_RECORDS SUPPLIED_
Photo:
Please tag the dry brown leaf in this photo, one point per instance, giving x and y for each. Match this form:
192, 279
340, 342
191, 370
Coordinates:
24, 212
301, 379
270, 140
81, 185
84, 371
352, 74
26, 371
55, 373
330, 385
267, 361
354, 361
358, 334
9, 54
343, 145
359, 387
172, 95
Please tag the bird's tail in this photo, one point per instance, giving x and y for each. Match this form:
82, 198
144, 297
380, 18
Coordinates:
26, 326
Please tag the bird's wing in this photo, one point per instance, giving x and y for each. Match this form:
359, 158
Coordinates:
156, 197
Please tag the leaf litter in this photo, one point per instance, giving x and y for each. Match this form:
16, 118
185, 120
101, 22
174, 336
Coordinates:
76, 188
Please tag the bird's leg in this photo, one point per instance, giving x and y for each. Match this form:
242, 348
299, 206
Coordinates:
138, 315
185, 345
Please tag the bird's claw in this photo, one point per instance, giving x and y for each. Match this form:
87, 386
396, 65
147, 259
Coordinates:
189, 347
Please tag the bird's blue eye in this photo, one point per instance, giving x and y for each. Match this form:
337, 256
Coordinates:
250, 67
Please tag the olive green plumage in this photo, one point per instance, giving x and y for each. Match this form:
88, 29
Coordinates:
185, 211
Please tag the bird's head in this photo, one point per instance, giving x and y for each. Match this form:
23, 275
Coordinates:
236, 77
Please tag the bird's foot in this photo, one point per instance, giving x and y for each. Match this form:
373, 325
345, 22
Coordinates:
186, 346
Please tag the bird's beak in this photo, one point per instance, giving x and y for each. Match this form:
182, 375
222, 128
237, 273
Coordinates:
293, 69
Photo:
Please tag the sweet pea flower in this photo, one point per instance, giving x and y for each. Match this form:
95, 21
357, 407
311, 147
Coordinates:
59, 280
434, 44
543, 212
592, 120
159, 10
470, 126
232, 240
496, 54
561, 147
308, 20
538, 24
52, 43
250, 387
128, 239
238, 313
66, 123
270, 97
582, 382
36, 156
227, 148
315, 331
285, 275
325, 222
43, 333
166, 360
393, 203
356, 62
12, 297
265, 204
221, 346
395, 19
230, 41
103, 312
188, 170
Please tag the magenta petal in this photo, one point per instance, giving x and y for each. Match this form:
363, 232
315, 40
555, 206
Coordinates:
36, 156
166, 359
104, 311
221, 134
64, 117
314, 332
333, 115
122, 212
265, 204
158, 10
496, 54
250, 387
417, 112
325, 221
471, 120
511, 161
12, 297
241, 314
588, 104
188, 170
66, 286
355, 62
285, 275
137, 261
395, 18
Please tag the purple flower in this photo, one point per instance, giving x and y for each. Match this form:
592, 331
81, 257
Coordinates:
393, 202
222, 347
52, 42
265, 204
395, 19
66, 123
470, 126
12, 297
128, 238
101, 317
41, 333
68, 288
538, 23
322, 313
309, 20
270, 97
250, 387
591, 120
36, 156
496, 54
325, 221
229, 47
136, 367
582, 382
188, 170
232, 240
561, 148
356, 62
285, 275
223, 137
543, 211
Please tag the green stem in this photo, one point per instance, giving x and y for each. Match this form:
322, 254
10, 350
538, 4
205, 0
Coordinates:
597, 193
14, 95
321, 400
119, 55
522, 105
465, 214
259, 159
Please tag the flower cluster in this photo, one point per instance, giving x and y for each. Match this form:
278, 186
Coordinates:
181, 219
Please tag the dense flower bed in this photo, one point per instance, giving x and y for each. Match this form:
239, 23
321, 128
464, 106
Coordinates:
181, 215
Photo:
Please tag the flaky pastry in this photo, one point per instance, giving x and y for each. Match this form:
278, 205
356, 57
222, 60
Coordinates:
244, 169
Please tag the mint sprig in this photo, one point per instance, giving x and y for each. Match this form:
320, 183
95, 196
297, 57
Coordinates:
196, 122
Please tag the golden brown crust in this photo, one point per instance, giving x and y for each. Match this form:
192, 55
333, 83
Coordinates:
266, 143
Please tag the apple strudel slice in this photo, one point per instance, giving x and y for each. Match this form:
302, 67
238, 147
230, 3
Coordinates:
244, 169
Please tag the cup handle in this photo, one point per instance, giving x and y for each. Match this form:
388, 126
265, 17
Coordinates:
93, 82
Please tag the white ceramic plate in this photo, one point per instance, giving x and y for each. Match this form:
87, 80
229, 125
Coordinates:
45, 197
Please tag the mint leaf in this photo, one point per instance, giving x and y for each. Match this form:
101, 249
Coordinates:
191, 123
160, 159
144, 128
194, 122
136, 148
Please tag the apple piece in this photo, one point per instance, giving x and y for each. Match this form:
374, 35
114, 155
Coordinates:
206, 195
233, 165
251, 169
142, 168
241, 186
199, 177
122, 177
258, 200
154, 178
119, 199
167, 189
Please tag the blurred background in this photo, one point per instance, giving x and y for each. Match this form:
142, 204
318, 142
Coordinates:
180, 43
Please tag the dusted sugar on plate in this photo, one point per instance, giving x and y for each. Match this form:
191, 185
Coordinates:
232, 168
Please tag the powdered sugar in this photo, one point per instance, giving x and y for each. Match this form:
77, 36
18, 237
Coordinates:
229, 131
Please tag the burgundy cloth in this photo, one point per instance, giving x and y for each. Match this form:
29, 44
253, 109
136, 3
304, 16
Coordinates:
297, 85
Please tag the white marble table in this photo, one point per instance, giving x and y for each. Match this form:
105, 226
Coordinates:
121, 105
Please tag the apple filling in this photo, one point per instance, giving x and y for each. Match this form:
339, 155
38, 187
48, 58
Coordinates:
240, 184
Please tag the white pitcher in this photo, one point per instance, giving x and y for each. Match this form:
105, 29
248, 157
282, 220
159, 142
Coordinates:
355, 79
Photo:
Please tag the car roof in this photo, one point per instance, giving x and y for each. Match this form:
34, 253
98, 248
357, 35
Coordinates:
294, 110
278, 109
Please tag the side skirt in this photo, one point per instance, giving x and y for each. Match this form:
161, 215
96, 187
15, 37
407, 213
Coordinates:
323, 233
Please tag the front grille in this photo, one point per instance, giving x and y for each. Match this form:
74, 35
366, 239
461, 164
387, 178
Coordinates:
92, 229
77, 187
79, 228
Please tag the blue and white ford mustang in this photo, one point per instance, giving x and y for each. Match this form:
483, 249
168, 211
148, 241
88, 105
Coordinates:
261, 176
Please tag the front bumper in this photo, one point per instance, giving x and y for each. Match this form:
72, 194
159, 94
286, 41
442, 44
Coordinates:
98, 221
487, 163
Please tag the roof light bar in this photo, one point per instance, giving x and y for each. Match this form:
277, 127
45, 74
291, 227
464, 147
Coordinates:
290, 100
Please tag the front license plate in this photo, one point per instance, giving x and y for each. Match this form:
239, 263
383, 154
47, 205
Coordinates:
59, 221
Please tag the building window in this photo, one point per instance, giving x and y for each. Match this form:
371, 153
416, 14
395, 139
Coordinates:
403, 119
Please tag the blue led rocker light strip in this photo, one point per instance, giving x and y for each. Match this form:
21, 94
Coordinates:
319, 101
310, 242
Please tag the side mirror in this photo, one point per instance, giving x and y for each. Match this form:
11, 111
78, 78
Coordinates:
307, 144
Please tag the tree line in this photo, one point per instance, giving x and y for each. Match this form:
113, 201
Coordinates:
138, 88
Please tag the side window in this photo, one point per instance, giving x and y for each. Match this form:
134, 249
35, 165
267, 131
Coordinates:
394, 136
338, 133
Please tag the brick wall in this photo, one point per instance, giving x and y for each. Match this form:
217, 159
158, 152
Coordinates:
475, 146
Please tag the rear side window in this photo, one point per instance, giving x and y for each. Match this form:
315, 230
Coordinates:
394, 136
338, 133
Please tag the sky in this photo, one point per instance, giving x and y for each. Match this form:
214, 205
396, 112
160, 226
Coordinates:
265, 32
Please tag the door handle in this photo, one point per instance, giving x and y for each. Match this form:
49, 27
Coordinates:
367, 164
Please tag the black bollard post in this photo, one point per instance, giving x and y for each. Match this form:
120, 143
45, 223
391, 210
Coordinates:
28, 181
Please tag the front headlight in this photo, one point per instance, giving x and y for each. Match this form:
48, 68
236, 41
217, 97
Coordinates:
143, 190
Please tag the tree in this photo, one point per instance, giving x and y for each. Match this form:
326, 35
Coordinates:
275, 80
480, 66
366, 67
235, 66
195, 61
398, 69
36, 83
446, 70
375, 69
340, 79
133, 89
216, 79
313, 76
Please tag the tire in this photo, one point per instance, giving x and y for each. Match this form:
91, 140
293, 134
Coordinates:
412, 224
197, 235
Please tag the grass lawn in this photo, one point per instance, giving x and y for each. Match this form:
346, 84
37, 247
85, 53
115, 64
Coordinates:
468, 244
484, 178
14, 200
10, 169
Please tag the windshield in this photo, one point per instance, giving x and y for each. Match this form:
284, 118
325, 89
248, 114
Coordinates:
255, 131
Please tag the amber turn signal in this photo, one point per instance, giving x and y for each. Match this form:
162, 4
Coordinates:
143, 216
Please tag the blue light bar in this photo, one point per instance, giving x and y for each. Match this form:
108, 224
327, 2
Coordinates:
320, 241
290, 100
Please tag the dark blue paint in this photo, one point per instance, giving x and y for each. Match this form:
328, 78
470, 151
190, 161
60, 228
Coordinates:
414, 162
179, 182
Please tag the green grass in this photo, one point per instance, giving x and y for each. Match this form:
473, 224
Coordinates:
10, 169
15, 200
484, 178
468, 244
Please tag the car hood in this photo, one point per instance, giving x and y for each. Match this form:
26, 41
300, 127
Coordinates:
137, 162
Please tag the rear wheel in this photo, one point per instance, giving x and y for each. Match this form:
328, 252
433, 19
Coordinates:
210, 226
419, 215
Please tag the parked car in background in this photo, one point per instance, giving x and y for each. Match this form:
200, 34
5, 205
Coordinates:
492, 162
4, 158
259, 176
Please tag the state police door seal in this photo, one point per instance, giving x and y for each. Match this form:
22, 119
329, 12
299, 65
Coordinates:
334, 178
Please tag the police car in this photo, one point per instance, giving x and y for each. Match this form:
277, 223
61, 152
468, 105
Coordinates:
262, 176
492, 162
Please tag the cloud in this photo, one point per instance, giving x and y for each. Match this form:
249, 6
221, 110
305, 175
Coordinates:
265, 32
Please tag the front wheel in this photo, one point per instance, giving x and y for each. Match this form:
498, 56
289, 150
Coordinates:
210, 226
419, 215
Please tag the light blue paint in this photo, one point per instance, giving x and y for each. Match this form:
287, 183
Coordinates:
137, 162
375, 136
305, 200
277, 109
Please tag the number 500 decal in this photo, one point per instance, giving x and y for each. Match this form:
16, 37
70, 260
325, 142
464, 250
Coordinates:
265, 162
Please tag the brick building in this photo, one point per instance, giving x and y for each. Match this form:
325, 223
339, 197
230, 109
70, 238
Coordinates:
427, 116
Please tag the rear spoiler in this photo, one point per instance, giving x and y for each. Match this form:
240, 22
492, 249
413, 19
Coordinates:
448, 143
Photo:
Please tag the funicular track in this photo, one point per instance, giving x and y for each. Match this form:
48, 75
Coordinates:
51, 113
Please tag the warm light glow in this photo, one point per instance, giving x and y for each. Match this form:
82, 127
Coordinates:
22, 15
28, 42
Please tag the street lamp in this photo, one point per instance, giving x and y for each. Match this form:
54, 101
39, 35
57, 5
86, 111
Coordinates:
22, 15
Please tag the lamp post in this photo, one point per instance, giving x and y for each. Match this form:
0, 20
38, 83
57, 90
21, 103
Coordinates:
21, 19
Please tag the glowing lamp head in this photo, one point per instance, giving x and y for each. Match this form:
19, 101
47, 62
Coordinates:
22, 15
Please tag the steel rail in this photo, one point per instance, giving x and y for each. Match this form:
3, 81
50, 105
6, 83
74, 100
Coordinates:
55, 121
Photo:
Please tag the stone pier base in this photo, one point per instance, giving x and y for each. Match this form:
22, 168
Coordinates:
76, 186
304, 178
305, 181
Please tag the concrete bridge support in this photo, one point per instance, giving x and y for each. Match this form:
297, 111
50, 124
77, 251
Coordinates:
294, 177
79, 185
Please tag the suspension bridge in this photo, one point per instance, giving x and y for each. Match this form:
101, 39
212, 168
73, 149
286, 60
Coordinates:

_TASK DETAILS_
Reproduce the final stretch of the data above: every line from the one holding "Please tag the glowing" through the end, inclusive, exactly as written and nothing else.

_CORRECT OUTPUT_
Please tag the glowing lamp head in this photo, one point per instance, giving x and y for each. Match this form:
19, 101
47, 62
Coordinates:
22, 15
Please tag the steel rail in this photo, one point per instance, giving x and y for each. Match this form:
3, 81
50, 105
6, 83
74, 100
Coordinates:
55, 121
Photo:
Please tag the stone pier base in this photo, one point per instance, giving x and y for each. Match this form:
22, 168
Coordinates:
76, 186
304, 178
305, 181
Please tag the concrete bridge support in this photo, one point per instance, giving x and y for each. Match this form:
297, 111
50, 124
77, 251
Coordinates:
294, 177
79, 185
Please tag the suspension bridge in this photo, one point per instance, giving x and y for each. Match this form:
101, 39
212, 168
73, 149
286, 60
Coordinates:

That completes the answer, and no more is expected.